[JOB]
Reproduce all of the material below word for word, keeping every line in its original order.

++++ RECORDS TO PROCESS ++++

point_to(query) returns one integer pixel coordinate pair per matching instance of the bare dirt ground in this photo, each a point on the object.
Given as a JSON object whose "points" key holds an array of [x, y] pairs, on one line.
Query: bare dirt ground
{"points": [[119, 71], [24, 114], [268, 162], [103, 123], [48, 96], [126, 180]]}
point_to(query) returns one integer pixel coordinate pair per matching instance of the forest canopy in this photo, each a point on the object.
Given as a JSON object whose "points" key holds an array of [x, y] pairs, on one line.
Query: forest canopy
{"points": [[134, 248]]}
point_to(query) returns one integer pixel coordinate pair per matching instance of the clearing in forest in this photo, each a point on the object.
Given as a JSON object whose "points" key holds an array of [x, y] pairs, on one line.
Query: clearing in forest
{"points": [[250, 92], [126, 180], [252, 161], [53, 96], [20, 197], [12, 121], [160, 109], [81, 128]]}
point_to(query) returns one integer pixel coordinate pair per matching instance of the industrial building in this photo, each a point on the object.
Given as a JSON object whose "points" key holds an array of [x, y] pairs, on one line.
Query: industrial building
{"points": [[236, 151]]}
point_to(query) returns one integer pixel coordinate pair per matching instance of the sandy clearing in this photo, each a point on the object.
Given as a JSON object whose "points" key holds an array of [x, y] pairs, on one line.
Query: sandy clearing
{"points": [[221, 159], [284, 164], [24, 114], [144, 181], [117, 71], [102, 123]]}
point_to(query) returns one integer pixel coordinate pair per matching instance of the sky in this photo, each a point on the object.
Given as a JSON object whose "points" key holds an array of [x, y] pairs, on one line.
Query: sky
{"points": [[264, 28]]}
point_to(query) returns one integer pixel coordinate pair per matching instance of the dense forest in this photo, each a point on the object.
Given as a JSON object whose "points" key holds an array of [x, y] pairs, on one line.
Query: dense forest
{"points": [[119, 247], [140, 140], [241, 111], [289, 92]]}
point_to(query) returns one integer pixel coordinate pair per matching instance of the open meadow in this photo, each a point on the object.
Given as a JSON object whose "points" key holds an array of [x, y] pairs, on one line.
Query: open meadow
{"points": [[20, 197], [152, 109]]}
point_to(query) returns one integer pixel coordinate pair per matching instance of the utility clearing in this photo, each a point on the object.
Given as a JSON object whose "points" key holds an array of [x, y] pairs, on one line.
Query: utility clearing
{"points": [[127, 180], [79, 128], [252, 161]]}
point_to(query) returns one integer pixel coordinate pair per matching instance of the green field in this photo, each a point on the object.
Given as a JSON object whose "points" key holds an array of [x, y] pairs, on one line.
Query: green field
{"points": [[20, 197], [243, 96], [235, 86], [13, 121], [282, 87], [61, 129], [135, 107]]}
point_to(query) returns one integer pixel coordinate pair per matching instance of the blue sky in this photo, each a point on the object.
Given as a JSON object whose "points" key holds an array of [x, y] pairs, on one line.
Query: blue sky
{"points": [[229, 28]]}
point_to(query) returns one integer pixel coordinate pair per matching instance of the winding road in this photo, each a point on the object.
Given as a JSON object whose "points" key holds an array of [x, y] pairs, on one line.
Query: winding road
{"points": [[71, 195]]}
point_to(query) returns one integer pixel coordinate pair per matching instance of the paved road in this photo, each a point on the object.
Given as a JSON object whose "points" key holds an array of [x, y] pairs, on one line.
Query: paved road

++++

[EXPECTED OUTPUT]
point_to(query) returns one integer pixel coordinate pair per matching instance of the bare dirt ground in this photo, each a point on the object.
Given as a JSON object whose "points" key holds an array of [x, y] pairs, on one line.
Query: bare dirt ground
{"points": [[119, 71], [24, 114], [268, 162], [103, 123], [48, 96], [126, 180]]}
point_to(query) returns one integer pixel coordinate pair per matching instance of the forest canopy in this photo, each a point on the object.
Given as a JSON object whose "points" key holds an array of [x, y] pairs, on one line.
Query: forest canopy
{"points": [[134, 248]]}
point_to(query) returns one integer pixel coordinate pair per matching instance of the clearing in forest in this photo, each a point on the object.
Given as a JSON object whose "points" key holds an array of [x, y] pairs, on one line.
Query: clearing in forest
{"points": [[250, 92], [126, 180], [252, 161], [53, 96], [20, 197], [12, 121], [160, 109], [81, 128]]}
point_to(query) returns one integer pixel coordinate pair per matching instance of the industrial building in this photo, each a point on the object.
Given as a JSON object whose "points" key holds an array of [x, y] pairs, on one line.
Query: industrial building
{"points": [[236, 151]]}
point_to(query) returns one integer pixel coordinate pair per matching instance of the sandy clearing in this photo, each a point on the object.
Given as a JSON object whose "points" key holds an array of [x, y] pairs, on one line.
Query: sandy clearing
{"points": [[221, 159], [284, 164], [24, 114], [144, 181], [117, 71], [102, 123]]}
point_to(query) returns one integer pixel coordinate pair per matching instance of the sky in this photo, each a point on the object.
Given as a JSON object whose "points" key holds an array of [x, y] pairs, on one line.
Query: sky
{"points": [[264, 28]]}
point_to(query) returns one integer pixel coordinate pair per matching instance of the dense forest in this photo, each a point on the object.
Given as a JSON object whose "points" key holds an array of [x, y] pairs, on one line.
Query: dense forest
{"points": [[119, 247], [140, 140], [241, 111], [289, 92]]}
point_to(query) returns one integer pixel coordinate pair per matching instance of the open meadow in this photo, each a point on the object.
Given as a JSON object whose "points" key holds an array of [x, y] pairs, on one line.
Query: open meadow
{"points": [[20, 197], [152, 109]]}
point_to(query) returns one integer pixel coordinate pair per matching instance of the utility clearing in this photo, each a point on the object.
Given as a JSON object whose "points" key holds an array of [x, y] pairs, on one line.
Query: utility clearing
{"points": [[127, 180], [79, 128], [252, 161]]}
point_to(query) returns one integer pixel coordinate pair per matching instance of the green field in this photo, each a point on the object.
Given as a JSON object whose "points" key holds an array of [x, y] pairs, on one line.
Query: green field
{"points": [[20, 197], [243, 96], [235, 86], [13, 121], [282, 87], [61, 129], [135, 107]]}
point_to(query) returns one integer pixel coordinate pair per matching instance of the blue sky in this photo, each a point on the object.
Given as a JSON object whose "points" key holds an array of [x, y] pairs, on one line.
Query: blue sky
{"points": [[229, 28]]}
point_to(query) returns one integer pixel coordinate pair per matching instance of the winding road in this photo, each a point on the object.
Given as a JSON object whose "points" key holds an array of [x, y] pairs, on one line.
Query: winding road
{"points": [[71, 195]]}
point_to(query) returns one integer pixel coordinate pair per matching instance of the paved road in this photo, each a point on the object.
Given as a JSON object whose "points" key holds an array of [x, y] pairs, on one line.
Query: paved road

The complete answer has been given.